[[ INFORMATION SHOWN, beginning ]]

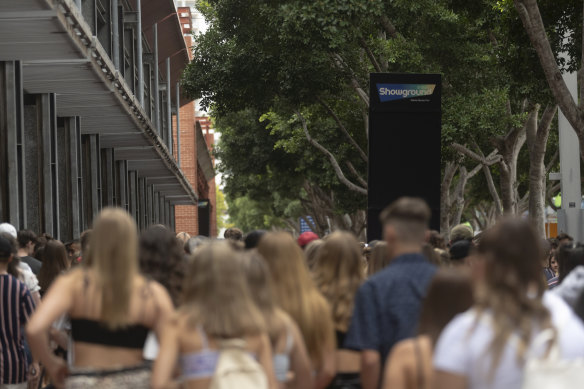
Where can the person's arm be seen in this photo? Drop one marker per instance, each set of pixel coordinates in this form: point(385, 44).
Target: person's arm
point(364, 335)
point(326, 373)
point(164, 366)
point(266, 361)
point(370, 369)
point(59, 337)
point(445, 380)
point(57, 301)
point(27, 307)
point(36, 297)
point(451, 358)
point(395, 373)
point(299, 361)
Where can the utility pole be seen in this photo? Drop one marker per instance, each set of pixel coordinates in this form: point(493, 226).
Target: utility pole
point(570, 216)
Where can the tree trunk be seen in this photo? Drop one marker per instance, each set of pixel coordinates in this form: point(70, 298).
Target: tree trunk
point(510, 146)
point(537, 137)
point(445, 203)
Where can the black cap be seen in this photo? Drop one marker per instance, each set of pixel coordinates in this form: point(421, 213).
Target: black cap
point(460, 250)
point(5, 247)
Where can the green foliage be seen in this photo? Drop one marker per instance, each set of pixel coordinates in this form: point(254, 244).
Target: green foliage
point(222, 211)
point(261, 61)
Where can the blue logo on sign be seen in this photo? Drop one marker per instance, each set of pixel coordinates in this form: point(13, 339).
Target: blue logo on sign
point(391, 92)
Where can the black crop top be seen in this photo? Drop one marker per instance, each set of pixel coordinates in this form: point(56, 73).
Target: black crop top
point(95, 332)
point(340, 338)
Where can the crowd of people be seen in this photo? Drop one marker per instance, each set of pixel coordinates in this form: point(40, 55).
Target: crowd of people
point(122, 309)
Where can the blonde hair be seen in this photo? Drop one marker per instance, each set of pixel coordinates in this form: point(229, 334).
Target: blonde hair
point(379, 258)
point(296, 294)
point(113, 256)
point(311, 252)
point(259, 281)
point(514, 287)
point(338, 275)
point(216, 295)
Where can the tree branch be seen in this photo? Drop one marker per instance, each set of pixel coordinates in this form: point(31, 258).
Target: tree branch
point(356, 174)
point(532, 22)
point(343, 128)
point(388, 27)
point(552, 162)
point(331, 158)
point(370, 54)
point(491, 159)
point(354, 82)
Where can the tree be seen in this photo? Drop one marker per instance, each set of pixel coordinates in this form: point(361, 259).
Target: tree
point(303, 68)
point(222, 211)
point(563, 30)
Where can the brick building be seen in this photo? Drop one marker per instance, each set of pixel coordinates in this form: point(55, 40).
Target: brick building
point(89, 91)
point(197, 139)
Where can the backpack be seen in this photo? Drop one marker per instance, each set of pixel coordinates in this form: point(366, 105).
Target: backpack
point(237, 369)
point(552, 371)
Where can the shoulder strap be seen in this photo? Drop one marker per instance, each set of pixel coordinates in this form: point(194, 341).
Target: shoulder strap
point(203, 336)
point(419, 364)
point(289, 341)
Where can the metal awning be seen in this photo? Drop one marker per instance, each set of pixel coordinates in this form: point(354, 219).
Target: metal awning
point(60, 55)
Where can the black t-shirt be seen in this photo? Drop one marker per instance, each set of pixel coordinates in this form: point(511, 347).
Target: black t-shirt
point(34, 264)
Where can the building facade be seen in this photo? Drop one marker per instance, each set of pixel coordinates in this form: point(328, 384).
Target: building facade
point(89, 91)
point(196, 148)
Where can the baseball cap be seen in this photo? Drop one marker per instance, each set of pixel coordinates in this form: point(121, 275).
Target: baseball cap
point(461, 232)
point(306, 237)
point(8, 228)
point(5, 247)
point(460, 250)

[[ INFORMATION SHOWN, end ]]

◆ **YOUR ASSIGNMENT**:
Repeat, exactly and in full, all records above, but include no pictures.

◆ **SOLUTION FOR THIS PROBLEM**:
Where can the person's arm be seen in this photo? Drop one marker per instance, each set of pixel coordinates in this form: point(385, 44).
Target: person's arm
point(364, 335)
point(326, 373)
point(164, 366)
point(266, 361)
point(370, 369)
point(59, 337)
point(445, 380)
point(57, 301)
point(27, 307)
point(36, 297)
point(451, 358)
point(395, 373)
point(299, 361)
Where can the utility pole be seen in this photo? Drop one marker per instance, each set of pixel coordinates in this form: point(493, 226).
Target: utility pole
point(570, 216)
Where can the tree trunk be seen in this photo? Drop one marker per instance, each set of pixel coordinates in this form: point(70, 298).
Target: tree trunk
point(510, 146)
point(537, 137)
point(445, 203)
Where can the black cap be seen in this photo? Drop one marker per instance, each set of pixel coordinates in this form: point(421, 213).
Target: black cap
point(460, 250)
point(5, 247)
Where can the green foliage be seen in this photo? Drop one marker per instance, each set of pixel coordinates in this form: point(254, 244).
Target: green foliage
point(222, 211)
point(261, 61)
Where can the blue logo on sign be seen in this photo? Drop one marker per instance, each set of pixel coordinates in this form: point(13, 339).
Target: blue logo on sign
point(391, 92)
Where can the black crop top be seen in this photo? Drop one marker per instance, each set of pixel coordinates in this form: point(56, 73).
Target: black crop top
point(95, 332)
point(340, 338)
Where can the crowd of people be seen in this photo? Drop one marker per instance, each set of pixel coordinates in this form: point(40, 55).
Target: crowd of people
point(122, 309)
Where can the blonde hair be seen in this photo? Drop one marker per instance, each set of pixel coordinates in this form: point(229, 334).
Target: blonde hair
point(379, 258)
point(296, 294)
point(113, 256)
point(311, 252)
point(259, 281)
point(514, 287)
point(338, 275)
point(216, 295)
Where can the tree branch be seen in this photo? Drop one marker per instance, each set of pixel coordinates in this form: point(31, 258).
Target: tree branch
point(356, 174)
point(532, 22)
point(343, 128)
point(388, 27)
point(552, 162)
point(331, 158)
point(370, 54)
point(491, 159)
point(354, 82)
Where can the tree be seen in this photo? Drop one marker per instance, each set of pixel coordinates in this form: point(361, 259).
Target: tree
point(303, 68)
point(222, 211)
point(563, 30)
Where can the brick building be seen in this photo? Drop one marker per instance, each set of pixel coordinates in this form: point(55, 40).
Target: brick building
point(89, 91)
point(197, 139)
Where can the backpack be seen in this photo? Drop one marker per instance, each set of pixel coordinates in this form: point(366, 105).
Target: backpack
point(237, 369)
point(552, 371)
Where can the shoulder strap be seen in this photo? Drop one marker per instance, each set of pixel coordinates in this form: point(194, 341).
Target: shoulder strap
point(203, 336)
point(419, 364)
point(289, 341)
Where can the metal awning be seen in this photo? Drop one marker per instance, each set of pixel coordinates in this form: point(354, 219).
Target: metal awning
point(60, 55)
Where can the black t-shirt be seen in this photo? Drop one marker per instance, each set of pixel coordinates in this form: point(511, 347).
Target: black t-shirt
point(34, 264)
Where can the building facade be seen in this photo? Drop one marker per instance, each set of pixel coordinates in this form: point(328, 384).
Target: building facade
point(89, 91)
point(196, 148)
Where can the baseball cap be seen in this photo? Drop one marker per instance, each set of pixel coordinates in this form: point(121, 275).
Target: baseball cap
point(461, 232)
point(306, 237)
point(8, 228)
point(5, 247)
point(460, 250)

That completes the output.